==== The data

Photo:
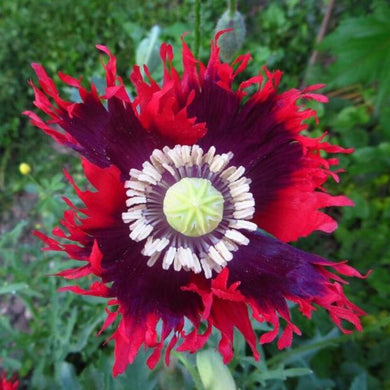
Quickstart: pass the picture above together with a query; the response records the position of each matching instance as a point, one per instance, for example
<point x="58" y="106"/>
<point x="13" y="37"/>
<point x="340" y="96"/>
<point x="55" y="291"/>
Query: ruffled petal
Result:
<point x="105" y="135"/>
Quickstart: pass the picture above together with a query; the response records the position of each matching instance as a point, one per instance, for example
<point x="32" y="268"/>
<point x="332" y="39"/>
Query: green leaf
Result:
<point x="12" y="288"/>
<point x="362" y="48"/>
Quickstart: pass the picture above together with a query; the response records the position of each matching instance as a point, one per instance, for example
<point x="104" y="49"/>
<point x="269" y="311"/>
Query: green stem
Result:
<point x="191" y="369"/>
<point x="232" y="4"/>
<point x="197" y="28"/>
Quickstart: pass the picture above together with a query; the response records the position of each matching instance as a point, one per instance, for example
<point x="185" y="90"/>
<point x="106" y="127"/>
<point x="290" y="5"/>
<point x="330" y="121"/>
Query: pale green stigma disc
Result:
<point x="193" y="206"/>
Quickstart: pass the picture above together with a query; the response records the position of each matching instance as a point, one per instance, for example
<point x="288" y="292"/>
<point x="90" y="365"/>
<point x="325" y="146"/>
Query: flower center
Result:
<point x="193" y="206"/>
<point x="190" y="207"/>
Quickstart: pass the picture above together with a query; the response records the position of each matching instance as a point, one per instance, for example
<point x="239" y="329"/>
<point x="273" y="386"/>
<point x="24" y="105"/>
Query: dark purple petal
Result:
<point x="270" y="271"/>
<point x="141" y="289"/>
<point x="259" y="142"/>
<point x="109" y="136"/>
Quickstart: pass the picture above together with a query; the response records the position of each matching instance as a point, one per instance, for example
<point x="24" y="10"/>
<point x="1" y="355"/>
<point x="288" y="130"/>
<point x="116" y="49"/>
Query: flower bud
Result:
<point x="231" y="41"/>
<point x="147" y="52"/>
<point x="213" y="373"/>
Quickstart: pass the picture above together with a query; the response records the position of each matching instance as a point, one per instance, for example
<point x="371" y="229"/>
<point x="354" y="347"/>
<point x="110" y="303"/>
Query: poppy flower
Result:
<point x="11" y="384"/>
<point x="198" y="184"/>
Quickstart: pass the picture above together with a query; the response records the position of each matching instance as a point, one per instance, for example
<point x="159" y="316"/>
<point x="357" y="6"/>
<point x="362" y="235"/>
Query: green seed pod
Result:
<point x="213" y="373"/>
<point x="230" y="42"/>
<point x="147" y="52"/>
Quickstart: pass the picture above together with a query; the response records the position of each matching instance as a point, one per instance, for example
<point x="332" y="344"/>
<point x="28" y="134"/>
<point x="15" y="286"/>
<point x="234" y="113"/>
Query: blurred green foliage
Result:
<point x="57" y="346"/>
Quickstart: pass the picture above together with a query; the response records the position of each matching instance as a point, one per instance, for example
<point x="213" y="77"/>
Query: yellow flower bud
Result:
<point x="24" y="168"/>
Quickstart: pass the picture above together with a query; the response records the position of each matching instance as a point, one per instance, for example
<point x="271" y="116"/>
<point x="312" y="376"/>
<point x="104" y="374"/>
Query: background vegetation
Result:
<point x="49" y="337"/>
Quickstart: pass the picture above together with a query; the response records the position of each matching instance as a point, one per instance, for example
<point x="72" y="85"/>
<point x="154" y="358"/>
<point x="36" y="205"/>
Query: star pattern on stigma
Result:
<point x="204" y="244"/>
<point x="163" y="262"/>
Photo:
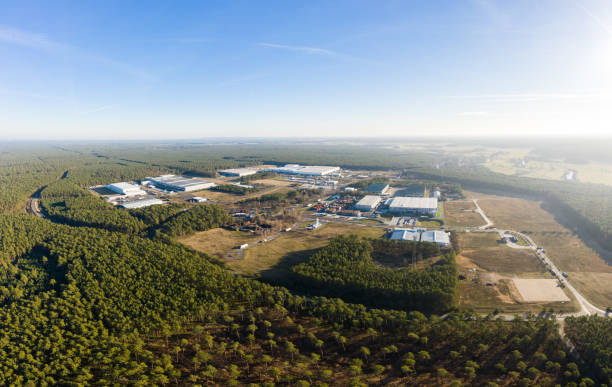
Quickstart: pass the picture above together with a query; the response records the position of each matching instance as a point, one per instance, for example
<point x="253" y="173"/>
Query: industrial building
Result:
<point x="238" y="172"/>
<point x="180" y="183"/>
<point x="412" y="190"/>
<point x="379" y="189"/>
<point x="305" y="170"/>
<point x="367" y="203"/>
<point x="126" y="189"/>
<point x="441" y="238"/>
<point x="141" y="203"/>
<point x="197" y="199"/>
<point x="416" y="206"/>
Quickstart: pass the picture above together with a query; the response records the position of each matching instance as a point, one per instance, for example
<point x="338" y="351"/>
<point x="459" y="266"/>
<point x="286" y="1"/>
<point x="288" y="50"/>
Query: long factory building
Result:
<point x="441" y="238"/>
<point x="238" y="172"/>
<point x="304" y="170"/>
<point x="141" y="203"/>
<point x="180" y="183"/>
<point x="367" y="203"/>
<point x="126" y="189"/>
<point x="411" y="205"/>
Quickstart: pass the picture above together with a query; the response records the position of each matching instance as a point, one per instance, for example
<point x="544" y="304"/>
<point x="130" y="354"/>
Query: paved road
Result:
<point x="33" y="207"/>
<point x="586" y="308"/>
<point x="488" y="222"/>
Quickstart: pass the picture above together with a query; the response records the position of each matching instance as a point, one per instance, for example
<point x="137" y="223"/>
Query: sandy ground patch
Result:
<point x="540" y="290"/>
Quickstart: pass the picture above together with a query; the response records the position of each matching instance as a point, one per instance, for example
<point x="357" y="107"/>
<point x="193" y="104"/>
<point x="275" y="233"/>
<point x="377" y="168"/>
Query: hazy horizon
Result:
<point x="345" y="69"/>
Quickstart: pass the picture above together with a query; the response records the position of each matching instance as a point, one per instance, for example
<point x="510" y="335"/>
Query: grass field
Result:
<point x="590" y="273"/>
<point x="592" y="172"/>
<point x="273" y="258"/>
<point x="485" y="251"/>
<point x="218" y="242"/>
<point x="474" y="295"/>
<point x="459" y="213"/>
<point x="483" y="260"/>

========

*Goal of the exercise*.
Without including the pictures, return each record above exactly as it stands.

*Full solution*.
Photo:
Quickstart: pass the picture above together with a query; the response records the position of each matching instance as a point, one per instance, for example
<point x="58" y="106"/>
<point x="13" y="37"/>
<point x="340" y="96"/>
<point x="55" y="291"/>
Query: ruffled petal
Result:
<point x="105" y="135"/>
Quickstart: pass the picture above together with a query; the response records the position of each matching instance as a point, one per instance, for example
<point x="32" y="268"/>
<point x="332" y="39"/>
Query: green leaf
Result:
<point x="12" y="288"/>
<point x="362" y="48"/>
Quickstart: pass the picture above together with a query; the response records the position of each matching instance as a point, one per instance, for example
<point x="104" y="49"/>
<point x="269" y="311"/>
Query: green stem
Result:
<point x="191" y="369"/>
<point x="232" y="4"/>
<point x="197" y="28"/>
Quickstart: pass the picture above together with a query; the response records the position of each matching instance as a point, one per instance, for example
<point x="185" y="90"/>
<point x="106" y="127"/>
<point x="290" y="5"/>
<point x="330" y="121"/>
Query: pale green stigma disc
Result:
<point x="193" y="206"/>
Quickstart: pass the picture above together with a query; the response records the position of each matching instance as a point, one per instance, for example
<point x="288" y="292"/>
<point x="90" y="365"/>
<point x="325" y="146"/>
Query: flower center
Result:
<point x="193" y="206"/>
<point x="190" y="207"/>
Quickstart: pass the picture above together with a query; the response records the position of each matching instance as a point, one per instance, for example
<point x="239" y="329"/>
<point x="273" y="386"/>
<point x="24" y="105"/>
Query: dark purple petal
Result:
<point x="270" y="271"/>
<point x="141" y="289"/>
<point x="259" y="142"/>
<point x="109" y="136"/>
Quickstart: pass the picture above together with a query; the response records the position of each matching instance as a point, one per instance, for example
<point x="24" y="10"/>
<point x="1" y="355"/>
<point x="288" y="130"/>
<point x="116" y="49"/>
Query: flower bud
Result:
<point x="231" y="41"/>
<point x="147" y="52"/>
<point x="213" y="373"/>
Quickstart: pass the picture above together with a query; the response records the position of each matching instance as a point, one per instance, for example
<point x="371" y="229"/>
<point x="354" y="347"/>
<point x="110" y="303"/>
Query: poppy flower
Result:
<point x="11" y="384"/>
<point x="198" y="184"/>
Quickstart: pass the picture above together with a query; the response records the position of each matching instance as a point, one per instance, for example
<point x="159" y="316"/>
<point x="357" y="6"/>
<point x="362" y="235"/>
Query: green seed pod
Result:
<point x="213" y="373"/>
<point x="230" y="42"/>
<point x="147" y="52"/>
Quickstart: pass the picture above together with a query; the response records the position of each matching instance as a point, one per instance, for example
<point x="332" y="344"/>
<point x="28" y="134"/>
<point x="15" y="286"/>
<point x="234" y="113"/>
Query: blurred green foliage
Result:
<point x="57" y="346"/>
Quickstart: pass the picture above together with a query; the response records the position of each matching instance as a point, one per instance, for example
<point x="213" y="77"/>
Query: yellow flower bud
Result:
<point x="24" y="168"/>
Quickstart: pass the picture above together with a query; the response records the position of each matching instance as a point, one per instance, for example
<point x="271" y="116"/>
<point x="312" y="376"/>
<point x="104" y="374"/>
Query: background vegetation
Result:
<point x="49" y="337"/>
Quickstart: pass the picture above together with a query; the response records the position of each matching instance as a point, one per instance, for example
<point x="72" y="85"/>
<point x="154" y="358"/>
<point x="36" y="205"/>
Query: star pattern on stigma
Result:
<point x="204" y="244"/>
<point x="163" y="262"/>
Photo:
Quickstart: pass the picture above together with a query; the response records the position of each matching instance as a point, one per instance, for example
<point x="253" y="173"/>
Query: industrial building
Result:
<point x="238" y="172"/>
<point x="180" y="183"/>
<point x="412" y="190"/>
<point x="379" y="189"/>
<point x="305" y="170"/>
<point x="367" y="203"/>
<point x="126" y="189"/>
<point x="441" y="238"/>
<point x="141" y="203"/>
<point x="197" y="199"/>
<point x="416" y="206"/>
Quickstart: pass the picture above together with a query; the response records the position of each matching instance as a point, one per instance, for example
<point x="338" y="351"/>
<point x="459" y="266"/>
<point x="286" y="1"/>
<point x="288" y="50"/>
Query: long factory building
Result:
<point x="441" y="238"/>
<point x="238" y="172"/>
<point x="304" y="170"/>
<point x="141" y="203"/>
<point x="180" y="183"/>
<point x="367" y="203"/>
<point x="126" y="189"/>
<point x="411" y="205"/>
Quickstart: pass the picture above together with a query; the response records the position of each matching instance as a point, one per instance, for example
<point x="544" y="304"/>
<point x="130" y="354"/>
Query: paved road
Result:
<point x="33" y="207"/>
<point x="586" y="308"/>
<point x="488" y="222"/>
Quickstart: pass the picture above together with a query; the response records the position of each matching instance as a point, one per instance, for example
<point x="137" y="223"/>
Query: sandy ground patch
Result:
<point x="540" y="290"/>
Quickstart: pass the picture above together with a query; the response records the position of each matching instance as a point, one per instance, for example
<point x="357" y="107"/>
<point x="193" y="104"/>
<point x="275" y="233"/>
<point x="377" y="168"/>
Query: hazy horizon
Result:
<point x="345" y="69"/>
Quickstart: pass the picture above together with a query; the response records the position of each matching instance as a point, one per instance, for example
<point x="510" y="335"/>
Query: grass field
Result:
<point x="590" y="273"/>
<point x="592" y="172"/>
<point x="273" y="258"/>
<point x="485" y="251"/>
<point x="218" y="242"/>
<point x="474" y="295"/>
<point x="459" y="213"/>
<point x="483" y="260"/>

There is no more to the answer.